#### TEXTE DE LA PAGE ####

CONSIDÉRATIONS GÉNÉRALES :


Malgré tous les méfaits dont le chargent ses contempteurs, illustres parfois et souvent autorisés, malgré l’ostracisme dont on a tenté de le frapper, on peut affirmer sans paradoxe que le corset, « le corps de baleine », constitue, en dépit de toutes les protestations, de toutes les critiques, l’une des pièces les plus essentielles, sinon la plus importante, de la toilette féminine.

On en a beaucoup médit, et très justement, à toutes les époques, non seulement au point de vue esthétique, mais encore, surtout et toujours au point de vue physiologique.

Que faut-il penser et surtout déduire des objections si sérieuses formulées en ce cas par les médecins, les hygiénistes et, oserons-nous dire, par les gens de bon sens ? Pour fixer notre jugement, nous relèverons scrupuleusement les observations utiles présentées en foule sur ce sujet. Il y a là, en effet, une série d’importantes questions qui restent à élucider minutieusement, pratiquement, pour les vulgariser ensuite au profit du grand public féminin.

Ce dernier, sans bien connaître ni ses défauts, ni ses qualités, a si généralement adopté le corset[1], il y tient à tel point, qu’il ne reste plus raisonnablement aujourd’hui qu’à le prémunir contre les erreurs, les abus, les dangers d’un usage définitivement entré dans les mœurs après bien des fortunes diverses.

Faut-il déplorer ce que certains sont bien prêts de qualifier de sot engouement, de coquetterie coupable, de faiblesse dangereuse ? Si l’on veut bien nous suivre jusqu’au bout de ce court opuscule, on sera vite persuadé du contraire.

Avec la diversité des toilettes, des ajustements de parures dont la coupe et les formes artistiques s’harmonisent et s’idéalisent chaque jour, avec le sens de la correction, de la distinction, de la dignité même de la tenue, qui guide chez les femmes de goût délicat, supérieur, les rectifications souvent nécessaires à imposer aux exagérations, aux écarts de la mode[2], on s’explique aisément le rôle considérable que tient le corset baleiné au point de vue esthétique, quelques reproches justifiés qu’on lui ait adressés jusqu’ici.

#### LISTE ####

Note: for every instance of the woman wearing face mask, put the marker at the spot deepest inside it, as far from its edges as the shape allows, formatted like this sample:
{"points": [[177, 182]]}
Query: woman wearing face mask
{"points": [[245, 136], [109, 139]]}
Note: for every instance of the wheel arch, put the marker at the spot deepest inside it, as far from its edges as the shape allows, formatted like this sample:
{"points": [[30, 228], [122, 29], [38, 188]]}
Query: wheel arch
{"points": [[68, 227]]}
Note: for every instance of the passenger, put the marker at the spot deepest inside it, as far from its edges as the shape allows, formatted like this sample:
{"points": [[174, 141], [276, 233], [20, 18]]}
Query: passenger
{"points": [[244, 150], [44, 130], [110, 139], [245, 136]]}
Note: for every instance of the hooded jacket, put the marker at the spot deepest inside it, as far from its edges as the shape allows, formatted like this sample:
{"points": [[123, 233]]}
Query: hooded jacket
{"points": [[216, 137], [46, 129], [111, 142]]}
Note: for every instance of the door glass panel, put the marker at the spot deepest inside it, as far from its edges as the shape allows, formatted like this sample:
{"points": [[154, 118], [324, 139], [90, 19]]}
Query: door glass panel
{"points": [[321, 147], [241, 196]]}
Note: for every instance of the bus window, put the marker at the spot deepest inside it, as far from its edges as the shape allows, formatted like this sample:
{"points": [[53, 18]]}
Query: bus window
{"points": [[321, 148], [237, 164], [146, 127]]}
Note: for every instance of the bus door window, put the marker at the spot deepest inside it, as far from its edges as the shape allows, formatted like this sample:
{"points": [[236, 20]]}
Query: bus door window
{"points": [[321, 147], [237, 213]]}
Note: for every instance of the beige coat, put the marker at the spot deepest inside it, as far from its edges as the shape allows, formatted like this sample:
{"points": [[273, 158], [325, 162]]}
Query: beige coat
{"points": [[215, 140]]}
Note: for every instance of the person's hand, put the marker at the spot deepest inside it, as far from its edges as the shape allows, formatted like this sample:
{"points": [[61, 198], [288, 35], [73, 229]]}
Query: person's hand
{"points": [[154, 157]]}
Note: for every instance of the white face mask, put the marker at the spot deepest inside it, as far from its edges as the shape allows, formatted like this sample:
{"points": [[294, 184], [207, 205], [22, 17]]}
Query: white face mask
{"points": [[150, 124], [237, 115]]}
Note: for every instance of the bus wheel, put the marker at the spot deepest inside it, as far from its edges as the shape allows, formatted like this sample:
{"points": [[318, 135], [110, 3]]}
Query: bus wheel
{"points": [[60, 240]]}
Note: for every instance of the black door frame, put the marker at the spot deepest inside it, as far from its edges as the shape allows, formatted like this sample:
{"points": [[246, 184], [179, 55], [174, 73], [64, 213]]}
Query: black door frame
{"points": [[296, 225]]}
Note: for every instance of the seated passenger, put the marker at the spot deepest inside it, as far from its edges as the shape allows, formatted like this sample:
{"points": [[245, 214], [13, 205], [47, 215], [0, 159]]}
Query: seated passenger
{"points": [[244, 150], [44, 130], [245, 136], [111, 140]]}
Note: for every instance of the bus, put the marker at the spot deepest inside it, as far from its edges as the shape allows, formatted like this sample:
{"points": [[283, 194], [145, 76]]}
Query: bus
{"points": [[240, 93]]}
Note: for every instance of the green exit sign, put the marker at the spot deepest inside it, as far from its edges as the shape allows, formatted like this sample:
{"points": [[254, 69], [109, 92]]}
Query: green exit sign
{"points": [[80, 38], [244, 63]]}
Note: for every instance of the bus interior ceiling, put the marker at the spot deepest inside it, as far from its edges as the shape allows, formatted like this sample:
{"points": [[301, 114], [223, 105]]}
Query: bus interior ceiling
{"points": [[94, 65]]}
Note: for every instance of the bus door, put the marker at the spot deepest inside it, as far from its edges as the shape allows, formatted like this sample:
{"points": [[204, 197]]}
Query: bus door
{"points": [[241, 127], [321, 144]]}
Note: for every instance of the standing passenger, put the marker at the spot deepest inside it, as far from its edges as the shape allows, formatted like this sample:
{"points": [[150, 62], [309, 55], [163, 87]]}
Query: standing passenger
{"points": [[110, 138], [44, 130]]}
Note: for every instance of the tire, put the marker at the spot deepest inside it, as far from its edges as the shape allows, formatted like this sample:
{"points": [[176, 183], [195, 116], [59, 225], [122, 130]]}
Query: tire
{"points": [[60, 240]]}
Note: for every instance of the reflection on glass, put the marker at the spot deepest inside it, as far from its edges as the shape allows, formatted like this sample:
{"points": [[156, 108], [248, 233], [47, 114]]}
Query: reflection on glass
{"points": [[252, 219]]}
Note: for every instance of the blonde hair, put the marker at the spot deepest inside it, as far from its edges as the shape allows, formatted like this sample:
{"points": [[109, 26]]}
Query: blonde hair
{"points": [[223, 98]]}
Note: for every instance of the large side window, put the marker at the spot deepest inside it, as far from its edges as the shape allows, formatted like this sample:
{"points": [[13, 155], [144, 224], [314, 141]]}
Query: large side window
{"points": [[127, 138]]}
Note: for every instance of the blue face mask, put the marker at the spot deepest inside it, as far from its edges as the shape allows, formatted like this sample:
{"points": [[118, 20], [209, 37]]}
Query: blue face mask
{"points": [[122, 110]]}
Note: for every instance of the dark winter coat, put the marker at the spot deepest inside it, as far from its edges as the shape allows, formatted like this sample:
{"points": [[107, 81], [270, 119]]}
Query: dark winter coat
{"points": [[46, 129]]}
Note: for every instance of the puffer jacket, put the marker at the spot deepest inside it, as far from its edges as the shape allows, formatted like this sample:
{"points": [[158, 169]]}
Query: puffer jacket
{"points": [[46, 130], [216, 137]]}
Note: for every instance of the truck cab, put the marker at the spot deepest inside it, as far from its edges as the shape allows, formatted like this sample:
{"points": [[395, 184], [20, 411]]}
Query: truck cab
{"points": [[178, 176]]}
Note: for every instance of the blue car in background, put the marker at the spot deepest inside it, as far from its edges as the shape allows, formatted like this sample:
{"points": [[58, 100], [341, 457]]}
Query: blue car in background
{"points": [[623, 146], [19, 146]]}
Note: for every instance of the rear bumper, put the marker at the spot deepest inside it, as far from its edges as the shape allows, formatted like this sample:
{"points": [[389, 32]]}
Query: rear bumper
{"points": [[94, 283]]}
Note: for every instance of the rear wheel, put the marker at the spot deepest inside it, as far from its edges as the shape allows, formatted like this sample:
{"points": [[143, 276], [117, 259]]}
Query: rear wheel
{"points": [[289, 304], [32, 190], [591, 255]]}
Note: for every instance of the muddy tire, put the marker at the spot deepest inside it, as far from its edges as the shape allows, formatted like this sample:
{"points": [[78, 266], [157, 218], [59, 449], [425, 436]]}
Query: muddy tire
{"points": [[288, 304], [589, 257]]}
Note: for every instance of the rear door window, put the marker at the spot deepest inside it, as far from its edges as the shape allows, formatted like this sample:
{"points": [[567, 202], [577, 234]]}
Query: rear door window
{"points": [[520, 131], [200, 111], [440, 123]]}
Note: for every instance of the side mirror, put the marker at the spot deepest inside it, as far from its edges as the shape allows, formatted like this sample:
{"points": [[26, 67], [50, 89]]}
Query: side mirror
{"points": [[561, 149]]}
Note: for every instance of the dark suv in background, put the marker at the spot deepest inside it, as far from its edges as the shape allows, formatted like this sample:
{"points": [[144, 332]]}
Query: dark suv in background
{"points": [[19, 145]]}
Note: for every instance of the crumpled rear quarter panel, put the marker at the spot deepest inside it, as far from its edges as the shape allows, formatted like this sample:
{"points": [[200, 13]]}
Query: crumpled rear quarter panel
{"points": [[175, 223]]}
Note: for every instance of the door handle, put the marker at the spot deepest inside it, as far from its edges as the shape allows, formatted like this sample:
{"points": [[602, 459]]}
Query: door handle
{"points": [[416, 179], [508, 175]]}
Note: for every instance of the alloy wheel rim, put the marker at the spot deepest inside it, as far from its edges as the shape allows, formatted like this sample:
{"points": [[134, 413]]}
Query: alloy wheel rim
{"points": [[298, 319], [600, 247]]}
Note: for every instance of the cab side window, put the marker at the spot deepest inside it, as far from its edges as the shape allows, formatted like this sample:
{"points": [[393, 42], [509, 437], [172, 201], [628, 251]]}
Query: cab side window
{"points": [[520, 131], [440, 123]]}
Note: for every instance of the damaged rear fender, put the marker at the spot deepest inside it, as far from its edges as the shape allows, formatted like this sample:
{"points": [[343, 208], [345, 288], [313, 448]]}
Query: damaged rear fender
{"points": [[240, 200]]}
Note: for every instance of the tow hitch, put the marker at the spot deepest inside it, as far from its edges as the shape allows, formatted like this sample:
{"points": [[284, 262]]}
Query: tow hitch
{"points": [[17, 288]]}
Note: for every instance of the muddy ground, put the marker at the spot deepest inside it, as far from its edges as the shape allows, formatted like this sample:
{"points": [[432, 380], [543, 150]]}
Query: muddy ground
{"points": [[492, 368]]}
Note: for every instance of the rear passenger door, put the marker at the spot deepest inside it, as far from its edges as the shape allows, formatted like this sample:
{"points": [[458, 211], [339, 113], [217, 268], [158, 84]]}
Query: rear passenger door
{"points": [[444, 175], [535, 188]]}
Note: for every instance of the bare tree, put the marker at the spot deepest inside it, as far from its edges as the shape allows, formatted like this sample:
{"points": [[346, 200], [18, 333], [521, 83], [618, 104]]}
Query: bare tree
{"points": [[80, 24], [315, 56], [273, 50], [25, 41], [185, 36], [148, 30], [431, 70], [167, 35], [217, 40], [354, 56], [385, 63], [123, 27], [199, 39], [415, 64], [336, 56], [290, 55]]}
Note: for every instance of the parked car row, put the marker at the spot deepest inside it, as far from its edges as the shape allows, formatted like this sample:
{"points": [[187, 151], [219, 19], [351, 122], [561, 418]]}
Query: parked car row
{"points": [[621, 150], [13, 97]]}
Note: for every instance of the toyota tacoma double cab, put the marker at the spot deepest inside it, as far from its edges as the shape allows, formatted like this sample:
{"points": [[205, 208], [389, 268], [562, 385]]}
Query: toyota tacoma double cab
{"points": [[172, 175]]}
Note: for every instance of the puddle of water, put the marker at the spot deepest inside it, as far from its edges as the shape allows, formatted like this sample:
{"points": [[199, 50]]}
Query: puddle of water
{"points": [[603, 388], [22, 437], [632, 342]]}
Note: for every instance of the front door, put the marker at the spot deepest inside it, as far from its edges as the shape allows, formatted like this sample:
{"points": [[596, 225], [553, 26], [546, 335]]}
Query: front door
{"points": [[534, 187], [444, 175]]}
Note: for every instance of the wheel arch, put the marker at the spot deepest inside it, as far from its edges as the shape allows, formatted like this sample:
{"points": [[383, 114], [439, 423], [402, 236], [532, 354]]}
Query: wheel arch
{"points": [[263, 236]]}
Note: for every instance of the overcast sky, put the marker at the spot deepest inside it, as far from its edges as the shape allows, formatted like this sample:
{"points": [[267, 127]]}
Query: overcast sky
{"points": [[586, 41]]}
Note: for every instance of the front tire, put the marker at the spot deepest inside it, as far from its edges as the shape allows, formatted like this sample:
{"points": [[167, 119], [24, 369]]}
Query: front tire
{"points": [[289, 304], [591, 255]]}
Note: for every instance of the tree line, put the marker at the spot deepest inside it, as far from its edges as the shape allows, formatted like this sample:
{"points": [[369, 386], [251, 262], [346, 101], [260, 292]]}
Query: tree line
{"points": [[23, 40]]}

####

- [OBJECTIF ÉNONCÉ A]: Indiquez si chacune de ces affirmations concorde avec le texte sur le corset, en répondant par oui ou par non et en citant textuellement les mots qui tranchent : (i) le corset n'a été critiqué que du point de vue esthétique ; (ii) le grand public féminin connaît bien les défauts et les qualités du corset ; (iii) l'auteur qualifie son ouvrage de court opuscule.
- [OBJECTIF ÉNONCÉ B]: Modifiez le passage du texte sur le corset qui commence par « Faut-il déplorer ce » et se poursuit jusqu'à « ait adressés jusqu’ici. », en y remplaçant « opuscule » par « ouvrage ».
- [OBJECTIF ÉNONCÉ C]: Rédigez, s'il vous plaît, la suite du texte sur le corset à partir de l'endroit où il s'arrête.
La liste n'est d'aucune utilité pour cet exercice.

- [RÉSULTAT DE L'EXERCICE A]:
(i) Non : « non seulement au point de vue esthétique, mais encore, surtout et toujours au point de vue physiologique ».
(ii) Non : « sans bien connaître ni ses défauts, ni ses qualités ».
(iii) Oui : « ce court opuscule ».

- [RÉSULTAT DE L'EXERCICE B]:
Faut-il déplorer ce que certains sont bien prêts de qualifier de sot engouement, de coquetterie coupable, de faiblesse dangereuse ? Si l’on veut bien nous suivre jusqu’au bout de ce court ouvrage, on sera vite persuadé du contraire.

Avec la diversité des toilettes, des ajustements de parures dont la coupe et les formes artistiques s’harmonisent et s’idéalisent chaque jour, avec le sens de la correction, de la distinction, de la dignité même de la tenue, qui guide chez les femmes de goût délicat, supérieur, les rectifications souvent nécessaires à imposer aux exagérations, aux écarts de la mode[2], on s’explique aisément le rôle considérable que tient le corset baleiné au point de vue esthétique, quelques reproches justifiés qu’on lui ait adressés jusqu’ici.

- [RÉSULTAT DE L'EXERCICE C]:
En pratique, le corset répond à une impérieuse nécessité : l’attachement, la suspension des dessous, indispensables à un juste, à un sérieux idéal de la grâce correcte dans les divers arrangements du corsage, dans l’ordre d’un habillement soigné. Il faut convenir toutefois que tel qu’on le retrouve à peu près partout encore, tel qu’on le confectionne et l’ajuste, le corset de toilette soulève toujours de trop légitimes objections, de trop justes critiques, et pour ses nombreuses imperfections plastiques et en raison des dangers physiologiques qu’il recèle.

Guidées par des conseils autorisés puisés dans la science, soucieuses du développement normal et de la tenue rationnelle de leurs jeunes filles, ainsi que de leur santé propre et de la distinction de leur tournure, il est temps que les femmes, les mères de famille, songent à y regarder de très près avant de livrer leur taille et leurs organes aux étreintes incommodes, déformatrices et toujours dangereuses des corsets constricteurs. On a dit en son temps et l’on répète quotidiennement, en s’appuyant sur les plus graves motifs, tout le mal que produisent les corsets de confection sur l’organisme féminin.

Coupés et construits sur des proportions, des formes arbitraires et souvent ridicules par surcroît, il est de fait que ces corsets, tout en habillant très mal, ne peuvent que provoquer des troubles fâcheux, de graves désordres même dans l’économie. Des praticiens expérimentés ont vigoureusement tracé le tableau des méfaits de cette enveloppe trop rigide, hermétique, désastreuse de forme, sorte de squamata anti-physiologique, anti-orthopédique, dont l’action prolongée a pu déterminer des altérations et des affections organiques.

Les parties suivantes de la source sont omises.